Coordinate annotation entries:
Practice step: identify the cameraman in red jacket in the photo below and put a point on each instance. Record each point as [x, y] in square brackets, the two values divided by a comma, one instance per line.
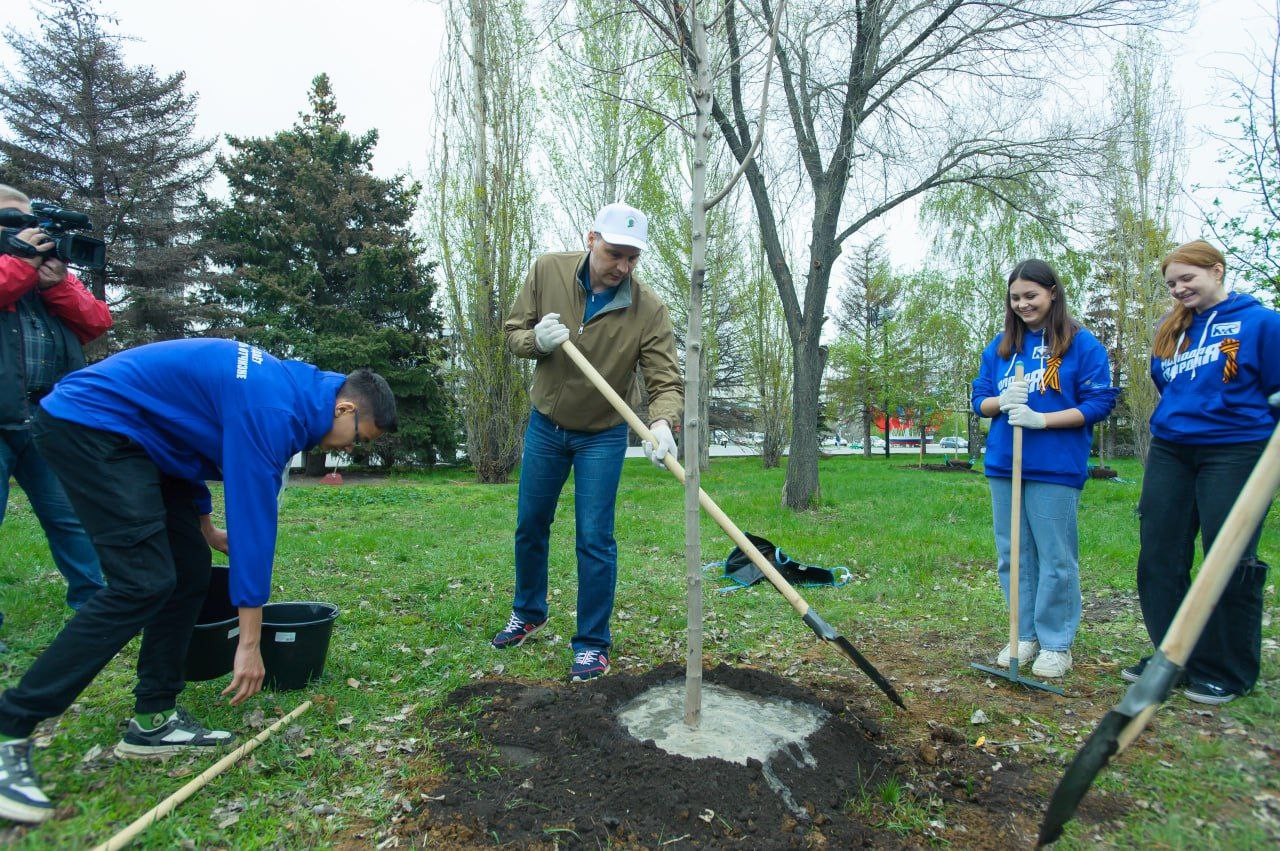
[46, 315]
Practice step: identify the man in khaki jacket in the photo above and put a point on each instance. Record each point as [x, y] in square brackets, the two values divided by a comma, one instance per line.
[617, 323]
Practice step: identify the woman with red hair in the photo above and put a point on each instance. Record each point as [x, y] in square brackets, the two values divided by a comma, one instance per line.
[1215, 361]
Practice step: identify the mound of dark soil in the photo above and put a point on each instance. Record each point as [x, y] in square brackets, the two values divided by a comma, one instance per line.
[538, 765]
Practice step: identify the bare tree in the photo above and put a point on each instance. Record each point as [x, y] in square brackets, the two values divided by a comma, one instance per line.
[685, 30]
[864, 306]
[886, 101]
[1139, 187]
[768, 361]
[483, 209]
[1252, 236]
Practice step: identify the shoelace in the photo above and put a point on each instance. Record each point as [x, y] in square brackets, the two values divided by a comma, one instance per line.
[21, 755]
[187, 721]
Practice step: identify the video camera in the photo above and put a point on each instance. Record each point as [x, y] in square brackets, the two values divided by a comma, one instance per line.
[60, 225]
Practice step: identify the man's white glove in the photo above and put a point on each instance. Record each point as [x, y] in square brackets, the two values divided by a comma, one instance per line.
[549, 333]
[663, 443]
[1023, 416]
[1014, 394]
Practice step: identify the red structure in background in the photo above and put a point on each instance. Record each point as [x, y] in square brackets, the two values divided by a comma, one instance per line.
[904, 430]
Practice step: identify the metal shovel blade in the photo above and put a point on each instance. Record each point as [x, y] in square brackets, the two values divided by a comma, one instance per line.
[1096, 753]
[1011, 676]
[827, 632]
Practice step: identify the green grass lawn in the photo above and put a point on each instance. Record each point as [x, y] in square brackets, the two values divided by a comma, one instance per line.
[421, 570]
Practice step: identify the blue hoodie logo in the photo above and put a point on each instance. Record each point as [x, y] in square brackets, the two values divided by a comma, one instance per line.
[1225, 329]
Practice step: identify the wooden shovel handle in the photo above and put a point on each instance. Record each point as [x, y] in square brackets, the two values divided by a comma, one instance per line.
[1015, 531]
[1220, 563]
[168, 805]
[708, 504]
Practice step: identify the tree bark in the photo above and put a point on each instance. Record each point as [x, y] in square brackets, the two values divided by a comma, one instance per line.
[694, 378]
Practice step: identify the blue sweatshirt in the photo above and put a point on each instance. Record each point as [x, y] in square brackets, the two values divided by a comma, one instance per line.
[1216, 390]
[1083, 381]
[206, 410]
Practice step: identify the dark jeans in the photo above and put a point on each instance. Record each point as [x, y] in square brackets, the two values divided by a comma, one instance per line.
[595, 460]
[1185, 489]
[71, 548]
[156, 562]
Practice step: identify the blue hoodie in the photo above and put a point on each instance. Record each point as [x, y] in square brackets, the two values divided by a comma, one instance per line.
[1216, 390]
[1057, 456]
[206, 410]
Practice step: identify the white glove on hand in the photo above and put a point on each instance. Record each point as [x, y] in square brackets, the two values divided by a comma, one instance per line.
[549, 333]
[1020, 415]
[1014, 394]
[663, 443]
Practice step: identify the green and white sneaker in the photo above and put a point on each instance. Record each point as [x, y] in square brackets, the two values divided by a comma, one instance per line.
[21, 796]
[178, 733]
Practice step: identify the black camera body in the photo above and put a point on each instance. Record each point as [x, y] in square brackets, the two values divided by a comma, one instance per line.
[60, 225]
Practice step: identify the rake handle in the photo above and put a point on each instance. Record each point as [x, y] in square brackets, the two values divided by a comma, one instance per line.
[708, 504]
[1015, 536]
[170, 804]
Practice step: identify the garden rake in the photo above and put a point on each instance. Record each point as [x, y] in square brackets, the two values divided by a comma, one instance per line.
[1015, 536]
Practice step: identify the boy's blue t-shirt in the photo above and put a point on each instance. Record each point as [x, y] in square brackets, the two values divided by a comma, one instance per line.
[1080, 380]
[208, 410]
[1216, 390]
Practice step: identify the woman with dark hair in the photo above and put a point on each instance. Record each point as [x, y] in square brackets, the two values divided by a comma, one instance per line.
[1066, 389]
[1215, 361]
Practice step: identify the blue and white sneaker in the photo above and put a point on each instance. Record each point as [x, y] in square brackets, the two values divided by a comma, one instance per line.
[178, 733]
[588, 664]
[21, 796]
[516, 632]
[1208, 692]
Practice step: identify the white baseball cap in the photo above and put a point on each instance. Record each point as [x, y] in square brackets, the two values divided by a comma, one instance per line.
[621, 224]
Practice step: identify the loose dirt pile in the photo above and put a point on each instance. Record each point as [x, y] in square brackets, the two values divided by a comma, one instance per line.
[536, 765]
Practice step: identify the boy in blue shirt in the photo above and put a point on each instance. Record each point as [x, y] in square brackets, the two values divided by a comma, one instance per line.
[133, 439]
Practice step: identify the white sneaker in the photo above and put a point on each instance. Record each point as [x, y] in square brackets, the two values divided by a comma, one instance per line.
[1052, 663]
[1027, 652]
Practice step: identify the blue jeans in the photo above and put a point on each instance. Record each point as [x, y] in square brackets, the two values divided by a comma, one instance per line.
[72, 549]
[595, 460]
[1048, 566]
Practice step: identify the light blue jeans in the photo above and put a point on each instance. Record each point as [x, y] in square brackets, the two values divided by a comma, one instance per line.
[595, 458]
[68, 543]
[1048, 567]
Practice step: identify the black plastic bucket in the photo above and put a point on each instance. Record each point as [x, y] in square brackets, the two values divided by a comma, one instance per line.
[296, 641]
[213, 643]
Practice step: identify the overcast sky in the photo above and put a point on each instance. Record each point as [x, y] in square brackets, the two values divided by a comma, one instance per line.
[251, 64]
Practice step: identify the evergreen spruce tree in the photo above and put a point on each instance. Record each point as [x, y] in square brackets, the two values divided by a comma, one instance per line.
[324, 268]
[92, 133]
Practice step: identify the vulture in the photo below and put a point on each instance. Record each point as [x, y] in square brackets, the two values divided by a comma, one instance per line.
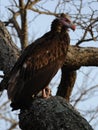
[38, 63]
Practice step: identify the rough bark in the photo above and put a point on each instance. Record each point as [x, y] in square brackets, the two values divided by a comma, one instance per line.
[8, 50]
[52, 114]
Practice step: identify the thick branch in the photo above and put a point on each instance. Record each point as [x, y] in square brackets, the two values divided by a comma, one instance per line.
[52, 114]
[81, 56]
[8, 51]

> [GOAL OF THE EXERCISE]: Turn all of the data above into a numbered list with one line per number. Skip any blank lines and leave the pictures out.

> [RESPONSE]:
1. Practice step: identify the cameraman in red jacket in the photo below and put a point on each instance. Record each point as [x, y] in square brackets, the two values divided by a comma, one instance per line.
2. [46, 315]
3. Practice step: identify the man in khaki jacket in the photo above and put a point on each instance. Record each point as [x, y] in square brackets, the two values divided by a comma, one instance per line.
4. [617, 323]
5. Practice step: identify the woman with red hair in the photo above and put a point on each instance. Record each point as [x, y] in square brackets, the two values divided by a comma, one instance per line.
6. [1215, 361]
7. Practice step: identify the mound of dark soil in the photo above and put a point on each instance. Record each point as [x, y] in square brackets, the two values divided by a comma, one instance per line.
8. [538, 765]
9. Practice step: identify the bare tree in the photo above and put a point on each instance. Record each point as [x, y] in square brackets, the two values divided by a comma, one instance per line.
10. [685, 30]
11. [864, 306]
12. [886, 101]
13. [1139, 187]
14. [768, 361]
15. [483, 209]
16. [1252, 236]
17. Practice step: identify the shoelace in the photo above and put a point on each instance. Record each point as [x, y] in square brackets, the two values divided by a comma, one instance per line.
18. [21, 755]
19. [187, 721]
20. Practice step: identify the video camera in the photo above and put a point on each instance. Record each point as [x, y] in square brackets, the two values divided by a comma, one instance per line.
21. [60, 225]
22. Practice step: identify the man's white glove in the photo above and put a point on each instance. Record each point as [x, y] in square brackets, the two values divided by a comma, one instance per line.
23. [549, 333]
24. [663, 443]
25. [1023, 416]
26. [1014, 394]
27. Practice step: identify the red structure in background in the photo above and put a point on each instance. Record each point as [x, y] in square brackets, the two values divided by a comma, one instance per line.
28. [904, 430]
29. Practice step: identify the metal shovel blade in the photo above and put a point on each instance. Record each point as [x, y] in square brackets, the two values divided by a comma, one instance per line.
30. [1096, 753]
31. [1011, 676]
32. [827, 632]
33. Practice step: identify the green grass lawn in the photo above and put a point on each instance. Record each point as [x, y] in square brackets, the two values divided by a comma, one instance per line.
34. [421, 570]
35. Practice step: identify the blue hoodie logo in the photo above and put a point on each instance. Record each point as [x, y] in square brackets, the two values divided by a comma, one instance per line.
36. [1225, 329]
37. Practice step: identify the wooden shovel handle in the photo above and put a point on each instance. Record each point as [x, y] in square brackets, the two values divided by a comma, one instance per line.
38. [1015, 531]
39. [1220, 563]
40. [168, 805]
41. [708, 504]
42. Practice step: identify the tree bark in the photo above and put a point on each instance. Record each point as [x, y] in square brackets, the two values divided by a comma, one instance per line.
43. [694, 378]
44. Practice step: identify the blue sweatshirt in the photo above and put a point on each instance. Record each point as [x, y] in square brackets, the two values divided by a comma, one instance per line.
45. [1216, 390]
46. [1083, 381]
47. [206, 410]
48. Practice step: identify the dark jeans in the photo above and put a point on each instance. Record each point as [x, y] in square brackets, the two values divided by a comma, one instance per line.
49. [595, 460]
50. [1185, 489]
51. [71, 548]
52. [156, 562]
53. Practice step: identify the blue hoodie in the photo above and put a point on each instance. Record each point as [x, y] in square brackets, the two values divided by a comma, one instance per line.
54. [1216, 390]
55. [1057, 456]
56. [206, 410]
57. Practice step: identify the white glove on hand in the photo above and put a point on each instance. Record each point as [x, y] in square brackets, the two values divided by a comma, one instance per line.
58. [549, 333]
59. [1020, 415]
60. [1014, 394]
61. [663, 443]
62. Practice step: identify the green and white sneaker in the photo above and put a point on each instance. Record each point as [x, y] in square brackets, the two values divided by a comma, one instance per line.
63. [21, 796]
64. [178, 733]
65. Practice step: identify the black camera body in the photo above and put a point on each instance. Record each point as [x, y] in square brackets, the two values divided by a comma, one instance per line.
66. [60, 225]
67. Practice step: identify the rake handle in the photo above and put a point on each instance. Record each point as [x, y] in square brackets, the two values divided by a comma, one instance per line.
68. [708, 504]
69. [1015, 536]
70. [170, 804]
71. Practice step: identify the garden rake in the photo above and put a point on each instance. Record each point as [x, y] in square brackets, the two values divided by a comma, one instance per line.
72. [1015, 536]
73. Practice step: identify the boy's blue t-shirt in the photo above and put a point on each instance. Record each point as [x, y] in square brackets, the two values divided by a comma, one instance per line.
74. [1080, 380]
75. [208, 410]
76. [1216, 390]
77. Practice step: identify the woman with dark hair in the photo above and put a point on each instance. Record each point as [x, y] in square brackets, the two values divided by a comma, one instance per line.
78. [1066, 389]
79. [1215, 361]
80. Practice step: identify the blue and white sneaker in the photo above and put a point on each instance. Record each point as [x, y] in square brackets, the two values divided by a comma, one instance per line.
81. [178, 733]
82. [588, 664]
83. [21, 796]
84. [516, 632]
85. [1208, 692]
86. Practice step: identify the white baseball cap in the photo above and put a point on each instance. Record each point as [x, y] in square brackets, the two values divided by a comma, one instance per line.
87. [621, 224]
88. Practice step: identify the loose dirt pile in the photo above and put a point on each instance. Record each point as [x, y] in square brackets, the two values divided by a comma, one instance per line.
89. [536, 765]
90. Practice step: identify the boy in blue shirt in the photo above and put a point on each instance. Record each point as [x, y] in square brackets, the two values divided by a comma, one instance per line.
91. [133, 439]
92. Practice step: identify the white sneaker in the photo above and put a point on each instance. Record each point as [x, y] in square brackets, the two values divided by a comma, one instance per line.
93. [1052, 663]
94. [1027, 652]
95. Practice step: identify the blue jeans in the photo above and put a point on each instance. Record each point as [x, y] in square brackets, the two values divided by a comma, one instance per line.
96. [72, 549]
97. [595, 460]
98. [1048, 566]
99. Practice step: identify the light blue jeans in the photo above and put a point on each instance. Record each point as [x, y] in square brackets, the two values divided by a comma, one instance per line.
100. [595, 458]
101. [68, 543]
102. [1048, 567]
103. Practice step: identify the black plastic bucket in the photo above and put a point on each instance. Record each point as [x, y] in square brackets, the two values divided by a comma, one instance per line.
104. [296, 641]
105. [213, 643]
106. Practice step: identify the overcast sky in the photo above and put a point on each instance. Record each point as [x, y] in square brackets, the two values divided by a comma, one instance per line.
107. [251, 64]
108. Practice step: identify the evergreen spruce tree in the photo above and put a point on each instance. Record each point as [x, y] in square brackets, the two values divided by a comma, one instance per line.
109. [324, 268]
110. [92, 133]
111. Practice step: identify the vulture in the photo below and put a point on each instance. Record each point as [x, y] in square brackets, the two values divided by a comma, one instance per line.
112. [38, 63]
113. Practice step: identify the rough bark in the photo above and put a point on each instance. Record each point as [x, y] in square brackets, the two values divided by a comma, one instance per line.
114. [8, 50]
115. [52, 114]
116. Practice step: identify the thick branch in the photo above and put a point on each instance. Record each point as [x, y] in square brackets, the two values divided by a comma, one instance per line.
117. [52, 114]
118. [81, 56]
119. [8, 51]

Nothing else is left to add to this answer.